Work instructions —
Reproduce all of the data exactly, with no line skipped.
____
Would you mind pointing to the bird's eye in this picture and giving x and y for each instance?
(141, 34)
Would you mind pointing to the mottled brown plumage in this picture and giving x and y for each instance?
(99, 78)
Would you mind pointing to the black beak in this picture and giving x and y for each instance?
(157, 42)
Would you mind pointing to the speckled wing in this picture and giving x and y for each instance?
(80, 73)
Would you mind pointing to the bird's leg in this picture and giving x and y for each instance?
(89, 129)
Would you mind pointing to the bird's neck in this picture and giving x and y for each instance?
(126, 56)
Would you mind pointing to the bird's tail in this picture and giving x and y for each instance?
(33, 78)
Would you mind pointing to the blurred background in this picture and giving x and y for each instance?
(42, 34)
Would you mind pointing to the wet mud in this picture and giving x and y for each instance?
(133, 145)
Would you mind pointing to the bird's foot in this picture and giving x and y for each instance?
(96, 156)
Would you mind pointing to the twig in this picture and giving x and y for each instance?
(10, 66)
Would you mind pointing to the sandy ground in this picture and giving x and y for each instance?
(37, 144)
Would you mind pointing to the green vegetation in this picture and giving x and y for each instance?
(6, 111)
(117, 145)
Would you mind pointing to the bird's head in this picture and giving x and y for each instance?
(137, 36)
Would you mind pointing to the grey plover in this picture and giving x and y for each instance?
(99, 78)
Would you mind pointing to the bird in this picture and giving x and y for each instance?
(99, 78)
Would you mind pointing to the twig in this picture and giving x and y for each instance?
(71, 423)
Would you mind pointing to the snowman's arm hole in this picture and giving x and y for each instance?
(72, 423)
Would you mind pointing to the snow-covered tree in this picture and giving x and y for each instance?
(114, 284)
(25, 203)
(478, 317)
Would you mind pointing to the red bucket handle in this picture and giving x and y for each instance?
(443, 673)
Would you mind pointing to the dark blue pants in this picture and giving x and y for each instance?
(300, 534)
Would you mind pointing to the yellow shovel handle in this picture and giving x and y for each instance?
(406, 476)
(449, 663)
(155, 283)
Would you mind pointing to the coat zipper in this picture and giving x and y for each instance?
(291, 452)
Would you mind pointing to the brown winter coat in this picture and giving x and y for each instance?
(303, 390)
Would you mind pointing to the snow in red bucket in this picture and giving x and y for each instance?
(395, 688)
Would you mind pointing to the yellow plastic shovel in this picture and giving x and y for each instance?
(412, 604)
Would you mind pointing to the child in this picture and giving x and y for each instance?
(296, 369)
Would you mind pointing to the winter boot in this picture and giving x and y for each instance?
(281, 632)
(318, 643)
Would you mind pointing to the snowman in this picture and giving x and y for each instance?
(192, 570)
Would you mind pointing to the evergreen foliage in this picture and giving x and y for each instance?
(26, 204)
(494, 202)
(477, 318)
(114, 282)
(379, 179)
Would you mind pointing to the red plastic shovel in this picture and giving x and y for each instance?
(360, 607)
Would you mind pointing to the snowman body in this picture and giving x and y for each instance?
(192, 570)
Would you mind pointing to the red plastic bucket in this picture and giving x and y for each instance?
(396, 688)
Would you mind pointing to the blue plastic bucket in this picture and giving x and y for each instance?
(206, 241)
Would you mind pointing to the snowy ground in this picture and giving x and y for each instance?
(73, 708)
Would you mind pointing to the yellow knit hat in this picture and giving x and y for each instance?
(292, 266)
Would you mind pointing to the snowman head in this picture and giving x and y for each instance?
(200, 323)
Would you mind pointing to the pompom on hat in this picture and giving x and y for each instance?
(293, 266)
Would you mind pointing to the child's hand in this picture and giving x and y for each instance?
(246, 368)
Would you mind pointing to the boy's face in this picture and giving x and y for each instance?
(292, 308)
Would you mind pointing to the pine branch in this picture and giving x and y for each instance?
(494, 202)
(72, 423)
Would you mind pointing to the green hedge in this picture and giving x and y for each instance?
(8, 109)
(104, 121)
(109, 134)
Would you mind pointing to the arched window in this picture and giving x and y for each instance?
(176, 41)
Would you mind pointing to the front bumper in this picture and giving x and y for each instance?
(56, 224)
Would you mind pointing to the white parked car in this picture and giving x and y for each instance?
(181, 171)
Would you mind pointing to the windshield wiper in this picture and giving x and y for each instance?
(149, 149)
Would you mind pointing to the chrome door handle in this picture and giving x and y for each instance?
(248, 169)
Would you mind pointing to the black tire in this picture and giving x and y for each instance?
____
Task result —
Would you mind pointing to the bird's eye in this picture and giving x and y for each instance?
(141, 34)
Would you mind pointing to the mottled brown plumage in this picture and giving x and y for each instance?
(99, 78)
Would you mind pointing to the black beak in this picture and giving x and y for each instance?
(157, 42)
Would you mind pointing to the speckled wing in this picture and giving x and y for each instance?
(80, 73)
Would you mind pointing to the bird's leg in this picture and giving x and y for each instance?
(89, 129)
Would you mind pointing to the bird's neck in this picture and giving x and y for each instance?
(126, 56)
Would you mind pointing to the bird's tail in this picture and giving x and y for each instance?
(33, 78)
Would you mind pointing to the blurred background in this picture and giving x and y for each instance?
(42, 34)
Would you mind pointing to the wet mud in this picture and giving x and y for each instance?
(133, 145)
Would you mind pointing to the bird's foot in this picture and giving x and y for each instance?
(96, 156)
Would you mind pointing to the twig in this picture and giving x and y for each instance?
(10, 66)
Would you mind pointing to the sandy ground in this picture and giving x and y for each instance?
(37, 144)
Would you mind pointing to the green vegetation in this picture and giving x and y for each instance?
(6, 111)
(117, 145)
Would you mind pointing to the bird's head in this picture and giving x and y for each instance?
(137, 36)
Would you mind pointing to the grey plover in this picture and giving x and y for each instance?
(99, 78)
Would you mind pointing to the bird in this picture and giving x and y for each instance?
(99, 78)
Would you mind pointing to the twig in this picture and giving x and y for each instance?
(71, 423)
Would you mind pointing to the snowman's arm hole in this picture and giving x and y for each instance?
(72, 423)
Would you mind pointing to the snow-covered tree in this picture and giving x and y for each instance?
(114, 284)
(25, 203)
(478, 317)
Would you mind pointing to the red bucket handle in this picture and giving x and y for each instance?
(443, 673)
Would you mind pointing to the dark blue pants in this picture and giving x and y for each instance?
(300, 534)
Would you mind pointing to the yellow shovel handle in this picture and giving x and y for each instance?
(406, 476)
(449, 663)
(155, 283)
Would you mind pointing to the coat zipper in this picture and giving x and y for each instance?
(291, 452)
Would you mind pointing to the brown winter coat in this picture and giving x and y for each instance?
(303, 390)
Would you mind pointing to the snow in red bucket in this picture and giving x and y for each instance?
(395, 688)
Would you mind pointing to the yellow plastic shovel in this picture and giving x and y for each instance?
(412, 604)
Would you mind pointing to the child in this picture and giving x and y for each instance?
(296, 369)
Would you mind pointing to the winter boot in this picture and giving x and y for each instance?
(281, 632)
(318, 643)
Would you mind pointing to the snowman in this picture and giving x and y for each instance?
(192, 570)
Would you mind pointing to the evergreen foliage in this picture and giving x and y for each instance?
(26, 204)
(494, 202)
(477, 318)
(114, 282)
(379, 179)
Would you mind pointing to the red plastic shovel in this picture and giving x and y for each instance?
(360, 607)
Would you mind pointing to the snowman body in this picture and giving x and y for each instance?
(192, 570)
Would you mind pointing to the red plastic bucket in this picture and giving x and y for each instance?
(396, 688)
Would you mind pointing to the blue plastic bucket in this picture and giving x and y for each instance?
(206, 241)
Would you mind pointing to the snowy ground in this picture and giving x and y for each instance?
(73, 708)
Would you mind pointing to the yellow knit hat in this picture and giving x and y for each instance?
(292, 266)
Would you mind pointing to the snowman head in this picture and giving x and y for each instance?
(200, 323)
Would you mind pointing to the pompom on hat in this picture and giving x and y for each instance?
(293, 266)
Would you mind pointing to the child's hand in this picture and giving x and y for each instance?
(246, 368)
Would you mind pointing to the boy's face in this picture and giving x and y for each instance?
(292, 308)
Would you mind pointing to the pine branch in this picture and giving x and y for each instance?
(494, 202)
(72, 423)
Would you mind pointing to the green hedge in this picture and giving x and y for each instance?
(8, 109)
(104, 121)
(109, 134)
Would you mind pointing to the arched window in this picture and giving x and y for each instance?
(176, 41)
Would you mind pointing to the front bumper in this picture and giving x and y for each instance?
(56, 224)
Would you mind pointing to the white parked car in this picture and giving x and y for each instance?
(181, 171)
Would you mind pointing to the windshield wiper in this picture and giving x and y for each instance?
(149, 149)
Would you mind pointing to the chrome door handle in this picture and giving x and y for each instance?
(248, 169)
Would you mind pointing to the black tire in this picture and giving x and y for each instance?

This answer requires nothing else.